Pick out and copy every line in the rows below that contains the string "wheel". Matching is case-sensitive.

%%

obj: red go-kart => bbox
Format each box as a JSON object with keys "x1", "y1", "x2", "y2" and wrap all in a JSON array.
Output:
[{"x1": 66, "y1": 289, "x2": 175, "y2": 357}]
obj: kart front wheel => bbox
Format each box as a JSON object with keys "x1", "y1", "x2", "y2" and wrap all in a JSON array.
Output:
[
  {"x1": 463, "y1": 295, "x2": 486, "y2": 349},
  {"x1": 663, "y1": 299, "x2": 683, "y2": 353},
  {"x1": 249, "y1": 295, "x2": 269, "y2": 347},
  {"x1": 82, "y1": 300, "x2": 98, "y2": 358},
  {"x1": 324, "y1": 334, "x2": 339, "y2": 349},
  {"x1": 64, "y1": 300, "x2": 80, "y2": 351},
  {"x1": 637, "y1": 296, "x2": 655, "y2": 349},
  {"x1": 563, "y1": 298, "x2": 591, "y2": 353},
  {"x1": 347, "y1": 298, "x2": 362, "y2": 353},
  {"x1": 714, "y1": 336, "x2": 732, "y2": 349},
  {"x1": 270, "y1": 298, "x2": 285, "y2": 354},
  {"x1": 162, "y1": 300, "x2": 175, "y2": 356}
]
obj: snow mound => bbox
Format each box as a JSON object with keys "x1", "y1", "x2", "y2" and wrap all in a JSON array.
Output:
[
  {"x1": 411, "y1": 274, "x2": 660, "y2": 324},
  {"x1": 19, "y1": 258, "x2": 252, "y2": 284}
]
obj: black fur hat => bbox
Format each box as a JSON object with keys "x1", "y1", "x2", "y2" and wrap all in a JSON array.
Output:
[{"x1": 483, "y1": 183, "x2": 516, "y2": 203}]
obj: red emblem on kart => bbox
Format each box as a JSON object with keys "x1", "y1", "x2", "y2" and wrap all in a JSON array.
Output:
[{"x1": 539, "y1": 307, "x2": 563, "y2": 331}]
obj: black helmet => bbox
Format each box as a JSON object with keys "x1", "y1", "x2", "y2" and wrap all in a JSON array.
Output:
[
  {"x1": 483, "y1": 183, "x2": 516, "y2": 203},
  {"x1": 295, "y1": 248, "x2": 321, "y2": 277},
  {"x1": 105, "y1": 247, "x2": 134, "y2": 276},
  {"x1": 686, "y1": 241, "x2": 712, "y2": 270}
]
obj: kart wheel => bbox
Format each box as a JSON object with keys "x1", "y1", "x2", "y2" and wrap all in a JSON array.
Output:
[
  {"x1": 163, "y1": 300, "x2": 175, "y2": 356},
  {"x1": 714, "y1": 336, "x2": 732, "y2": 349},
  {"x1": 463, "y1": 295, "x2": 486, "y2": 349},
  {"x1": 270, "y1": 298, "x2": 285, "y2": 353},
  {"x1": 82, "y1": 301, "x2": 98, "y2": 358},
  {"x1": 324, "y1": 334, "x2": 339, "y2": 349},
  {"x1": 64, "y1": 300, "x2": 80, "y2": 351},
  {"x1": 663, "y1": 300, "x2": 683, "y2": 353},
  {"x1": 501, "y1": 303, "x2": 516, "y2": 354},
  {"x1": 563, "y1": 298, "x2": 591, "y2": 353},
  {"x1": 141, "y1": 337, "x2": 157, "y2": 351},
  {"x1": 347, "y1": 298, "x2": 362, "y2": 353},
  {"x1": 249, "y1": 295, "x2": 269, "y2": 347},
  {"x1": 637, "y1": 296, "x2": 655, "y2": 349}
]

%%

■ **Response below**:
obj: kart front wheel => bbox
obj: kart wheel => bbox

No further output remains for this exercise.